- DIRECTION
Answer the following from the Neutron message:
(a) What is the default value for rpc_state_report_workers?
(b) If api_workers is not specified, what is its default?
(c) If rpc_workers is not specified, what is its default?

- PASSAGE SHOWN
_____

Neutron issue || Remote error: TimeoutError QueuePool limit of size 5 overflow 50 reached

Lajos Katona katonalala at gmail.com
Thu Jan 27 08:42:25 UTC 2022


Hi,
Yes the default value for rpc_state_report_workers is 1.
There are some basic hint for these values in the config:

*api_workers*:
https://docs.openstack.org/neutron/latest/configuration/neutron.html#DEFAULT.api_workers
: "Number of separate API worker processes for service. If not specified,
the *default is equal to the number of CPUs available for best performance,
capped by potential RAM usage.*"

*rpc_workers*:
https://docs.openstack.org/neutron/latest/configuration/neutron.html#DEFAULT.rpc_workers
: "Number of RPC worker processes for service. If not specified, the *default
is equal to half the number of API workers.*"

I think this can be useful to start playing with these settings, and find
which combination is best for your environment.

Regards
Lajos

Md. Hejbul Tawhid MUNNA <munnaeebd at gmail.com> ezt írta (időpont: 2022. jan.
26., Sze, 6:56):

> Hello  Arnaud,
>
> Thank you so much for your valuable feedback.
>
> As per our neutron.conf file, #rpc_workers = 1 and #rpc_state_report_workers
> = 1 , is it default value neutron taken?

_____

- SUPPLIED INFORMATION
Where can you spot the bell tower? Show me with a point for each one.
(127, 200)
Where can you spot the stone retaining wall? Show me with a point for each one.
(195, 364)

_____

- ANSWER IN FULL
(a) 1.
(b) The number of CPUs available, capped by potential RAM usage.
(c) Half the number of API workers.